[START OF Quoted passage]
Standardized regression coefficients in PROC GLIMMIX

0

I previously wrote about how to understand standardized regression coefficients in PROC REG in SAS. You can obtain the standardized estimates by using the STB option on the MODEL statement in PROC REG. Several readers have written to ask whether I could write a similar article about the STDCOEF option on the MODEL statement in PROC GLIMMIX. One reader wrote:

Dear Dr. Wicklin: I get different results when I request standardized regression coefficients from PROC REG and from PROC GLMMIX. I don't understand. Isn't the STB option in PROC REG equivalent to the STDCOEF option in PROC GLIMMIX (for DIST=NORMAL LINK=IDENTITY)? Can you explain what STDCOEF does?

The two options are not equivalent because the procedures use two different methods to standardize the regression coefficients. This article explains the STDCOEF option in PROC GLIMMIX and how it differs from the STB option in PROC REG.

How to interpret standardized regression coefficients?

Briefly, researchers look at standardized regression coefficients when the explanatory variables are measured in different units and on different scales. If you do not standardize the data, then a regression coefficient estimates the change in the response variable when you make a unit change in the explanatory variable, holding the other variables constant. As explained in my previous article, the STB option in PROC REG enables you to interpret the regression in terms of standard deviations. For the standardized coefficients in PROC REG, you can interpret the regression coefficient as the number of standard deviations that the response will change for one "standard deviation" of change in the explanatory variable, holding the other variables constant.

The standardized coefficients in PROC REG have an alternative interpretation: They are the regression estimates that you obtain if you standardize all variables (explanatory AND response) by using the usual standardization formula. The usual standardization is Z* = (Z - mean(Z))/std(Z), where mean(Z) is the sample mean and std(Z) is the sample standard deviation.

If you adopt the second interpretation, then you quickly realize that there are many ways to produce standardize regression coefficients. If you standardize the explanatory variables by any method, you immediately obtain the corresponding set of standardized regression coefficients.

There is no reason why you must include the response variable among the set of variables that you standardize. You can compare the effect of explanatory variables that have different scales without standardizing the response variable (J. Bring, 1994, "How to Standardize Regression Coefficients", Eqn 2.5).

Other standardizations

The STDCOEF option in PROC GLMIMMIX produces standardized regression coefficients that are different from PROC REG because it uses a different standardization of the variables. First, PROC GLIMMIX does not standardize the response variable. This makes sense for a procedure that supports many different distributions of response variables, such as binary, multinomial, Poisson, and more. Second, instead of dividing each explanatory variable by its standard deviation, PROC GLMIMMIX divides by the square root of the corrected sum of squares (CSS): sqrt(Σi (xi - m)2), where m is the sample mean.

Notice that the CSS is almost the same as the standard deviation, but it lacks the divisor sqrt(N-1), where N is the number of nonmissing observations. In ANOVA computations, the CSS is sometimes called the total sum of squares (TSS). In regression, it is called the residual sum of squares (RSS). Whatever you call it, it represents the deviation of the data from the mean, in squared units. Taking the square root gives a statistic that represents the total deviation of the data from the mean in the original units. The documentation for PROC GLIMMIX includes this formula and states "If you specify the STDCOEF option, fixed-effects parameter estimates and their standard errors are reported in terms of the standardized (scaled and centered) coefficients in addition to the usual results in noncentered form."
[END OF Quoted passage]
[START OF Listing]
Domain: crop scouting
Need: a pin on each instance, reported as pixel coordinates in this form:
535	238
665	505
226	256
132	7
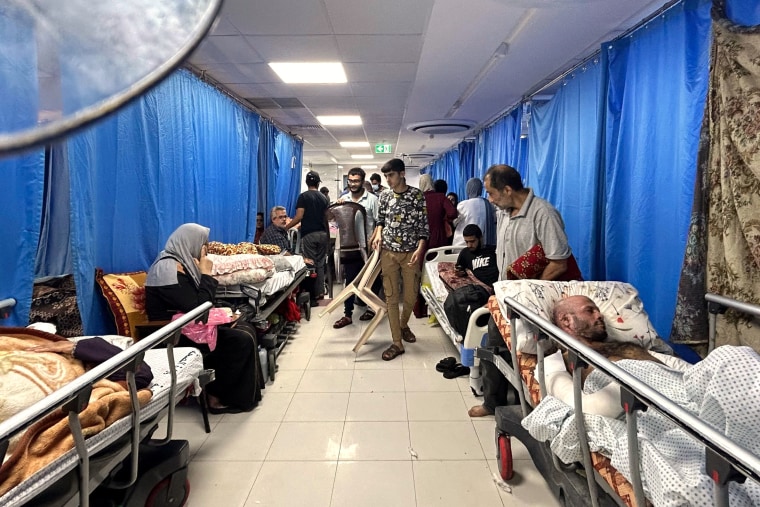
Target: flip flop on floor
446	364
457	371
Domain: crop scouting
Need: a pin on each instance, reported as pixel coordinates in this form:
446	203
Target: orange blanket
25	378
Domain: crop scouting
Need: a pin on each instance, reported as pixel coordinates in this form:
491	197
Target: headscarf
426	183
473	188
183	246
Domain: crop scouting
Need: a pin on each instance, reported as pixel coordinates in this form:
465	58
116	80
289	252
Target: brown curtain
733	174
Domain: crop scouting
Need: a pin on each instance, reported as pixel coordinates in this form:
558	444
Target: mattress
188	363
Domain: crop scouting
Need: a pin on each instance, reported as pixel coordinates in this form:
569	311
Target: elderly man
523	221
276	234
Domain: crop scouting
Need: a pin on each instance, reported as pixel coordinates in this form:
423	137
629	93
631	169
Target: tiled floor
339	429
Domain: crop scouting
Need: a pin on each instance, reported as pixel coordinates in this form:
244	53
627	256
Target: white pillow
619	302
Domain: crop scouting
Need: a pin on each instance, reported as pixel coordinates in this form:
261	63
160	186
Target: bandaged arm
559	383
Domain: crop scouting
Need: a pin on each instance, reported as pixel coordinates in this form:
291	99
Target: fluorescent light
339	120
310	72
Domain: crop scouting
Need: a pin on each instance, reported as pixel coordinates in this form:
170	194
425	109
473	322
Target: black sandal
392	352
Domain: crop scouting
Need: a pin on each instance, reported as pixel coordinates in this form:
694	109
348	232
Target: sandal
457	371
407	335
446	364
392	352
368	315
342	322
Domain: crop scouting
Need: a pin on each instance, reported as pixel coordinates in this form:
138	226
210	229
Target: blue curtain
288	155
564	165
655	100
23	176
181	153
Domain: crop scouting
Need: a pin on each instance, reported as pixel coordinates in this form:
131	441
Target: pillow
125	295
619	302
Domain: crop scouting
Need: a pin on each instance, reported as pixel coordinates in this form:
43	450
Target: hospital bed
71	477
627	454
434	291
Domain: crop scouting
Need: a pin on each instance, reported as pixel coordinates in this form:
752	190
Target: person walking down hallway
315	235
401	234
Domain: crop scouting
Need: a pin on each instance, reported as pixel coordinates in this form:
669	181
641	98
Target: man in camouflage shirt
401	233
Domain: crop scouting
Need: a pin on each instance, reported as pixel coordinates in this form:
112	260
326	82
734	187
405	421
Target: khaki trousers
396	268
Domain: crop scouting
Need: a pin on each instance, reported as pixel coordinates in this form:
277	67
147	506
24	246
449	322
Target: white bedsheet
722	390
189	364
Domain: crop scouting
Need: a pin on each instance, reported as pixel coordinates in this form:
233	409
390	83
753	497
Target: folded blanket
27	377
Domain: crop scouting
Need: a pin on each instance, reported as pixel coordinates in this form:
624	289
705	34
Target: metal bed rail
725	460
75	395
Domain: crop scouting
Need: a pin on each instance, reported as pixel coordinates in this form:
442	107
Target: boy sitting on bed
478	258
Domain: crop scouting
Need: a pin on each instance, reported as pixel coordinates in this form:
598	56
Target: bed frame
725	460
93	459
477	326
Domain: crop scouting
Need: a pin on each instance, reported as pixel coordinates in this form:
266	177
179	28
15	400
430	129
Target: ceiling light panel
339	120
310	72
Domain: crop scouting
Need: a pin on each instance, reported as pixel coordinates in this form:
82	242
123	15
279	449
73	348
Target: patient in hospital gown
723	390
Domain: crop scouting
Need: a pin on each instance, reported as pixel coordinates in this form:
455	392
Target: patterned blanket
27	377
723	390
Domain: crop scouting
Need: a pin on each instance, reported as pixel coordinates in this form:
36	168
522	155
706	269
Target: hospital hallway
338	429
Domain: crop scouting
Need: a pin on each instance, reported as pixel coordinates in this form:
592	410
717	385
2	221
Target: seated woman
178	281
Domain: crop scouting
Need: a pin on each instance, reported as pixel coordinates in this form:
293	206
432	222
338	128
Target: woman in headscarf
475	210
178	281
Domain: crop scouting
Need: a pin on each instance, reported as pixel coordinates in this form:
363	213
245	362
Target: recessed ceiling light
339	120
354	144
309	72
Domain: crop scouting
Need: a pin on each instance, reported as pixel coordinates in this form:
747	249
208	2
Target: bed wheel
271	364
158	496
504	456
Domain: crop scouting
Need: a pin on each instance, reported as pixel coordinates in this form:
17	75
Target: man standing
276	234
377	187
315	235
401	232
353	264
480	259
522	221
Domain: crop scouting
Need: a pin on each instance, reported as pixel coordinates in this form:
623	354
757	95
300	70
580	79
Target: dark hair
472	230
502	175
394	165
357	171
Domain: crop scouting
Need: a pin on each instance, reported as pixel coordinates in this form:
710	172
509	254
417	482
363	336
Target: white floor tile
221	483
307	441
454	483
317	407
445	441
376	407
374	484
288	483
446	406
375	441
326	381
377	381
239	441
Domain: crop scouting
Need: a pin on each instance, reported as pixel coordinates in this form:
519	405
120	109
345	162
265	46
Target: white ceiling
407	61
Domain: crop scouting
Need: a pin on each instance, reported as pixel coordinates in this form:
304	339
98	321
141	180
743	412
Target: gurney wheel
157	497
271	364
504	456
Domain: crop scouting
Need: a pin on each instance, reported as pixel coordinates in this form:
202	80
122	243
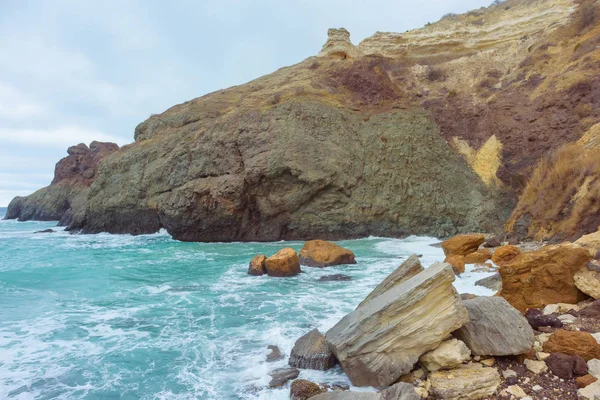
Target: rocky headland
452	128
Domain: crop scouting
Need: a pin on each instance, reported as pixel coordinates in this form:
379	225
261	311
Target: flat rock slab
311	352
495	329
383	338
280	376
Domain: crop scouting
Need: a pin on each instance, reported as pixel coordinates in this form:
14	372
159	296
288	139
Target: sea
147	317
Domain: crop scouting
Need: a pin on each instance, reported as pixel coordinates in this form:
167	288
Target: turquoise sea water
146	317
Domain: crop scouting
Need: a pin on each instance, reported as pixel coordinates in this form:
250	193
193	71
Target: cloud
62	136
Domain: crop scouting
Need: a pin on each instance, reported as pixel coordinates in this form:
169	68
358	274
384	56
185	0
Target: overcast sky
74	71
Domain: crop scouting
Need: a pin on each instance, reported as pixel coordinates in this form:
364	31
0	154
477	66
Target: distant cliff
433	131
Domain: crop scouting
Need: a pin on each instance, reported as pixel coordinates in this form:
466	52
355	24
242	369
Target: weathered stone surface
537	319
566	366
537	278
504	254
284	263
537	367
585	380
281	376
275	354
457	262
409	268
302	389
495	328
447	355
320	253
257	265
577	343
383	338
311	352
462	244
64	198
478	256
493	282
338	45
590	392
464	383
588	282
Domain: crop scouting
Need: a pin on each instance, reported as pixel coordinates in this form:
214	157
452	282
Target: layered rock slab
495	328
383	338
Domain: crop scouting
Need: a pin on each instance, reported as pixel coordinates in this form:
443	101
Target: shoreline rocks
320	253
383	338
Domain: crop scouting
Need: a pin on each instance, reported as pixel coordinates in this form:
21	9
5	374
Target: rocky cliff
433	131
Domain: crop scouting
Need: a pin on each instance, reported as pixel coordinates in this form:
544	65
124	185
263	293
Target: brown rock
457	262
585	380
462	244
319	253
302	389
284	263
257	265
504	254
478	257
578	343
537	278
[END OF Listing]
= Tasks to complete =
1. In the article on standardized coefficients in PROC GLIMMIX, what does PROC GLIMMIX divide each explanatory variable by instead of its standard deviation?
2. Pick up the article on standardized coefficients in PROC GLIMMIX after its final sentence and keep it going.

= Answers =
1. It divides by the square root of the corrected sum of squares (CSS), sqrt(Σi (xi - m)2), where m is the sample mean.

2.
That, then, explains the difference between the standardized regression estimates in PROC REG and the estimates in PROC GLIMMIX. The procedures use different standardizations, and PROC REG also standardizes the response variable whereas PROC GLIMMIX does not.

The denominator (sqrt(CSS)), measures the spread of the data much like the standard deviation does, but it is a "total spread" instead of an "average spread." Interpreting a standardized coefficient in PROC GLIMMIX is not very intuitive. You could say that the coefficient estimates the change in the response variable when you make a change of s units in the explanatory variable (holding the other variables constant), where s is a measure of the total spread of the data. Although that sentence is long and wordy, remember that the purpose of the standardized coefficients is to enable you to compare the relative effect of different explanatory variables that are measured on different scales. The PROC GLMMIX standardization accomplishes that purpose.

A SAS program to compute the standardized regression coefficients

In my previous article, I showed a SAS program that produces the same standardized coefficients as the STB option in PROC REG. The program is straightforward: Create a new data set that contains the standardized variables and run an ordinary regression with those variables. You can do the same thing to reproduce the STDCOEF option in PROC GLIMMIX. For simplicity, I will consider a model that has only continuous variables, but to handle classification variables you can generate a design matrix for the explanatory variables and standardize the columns of the design matrix.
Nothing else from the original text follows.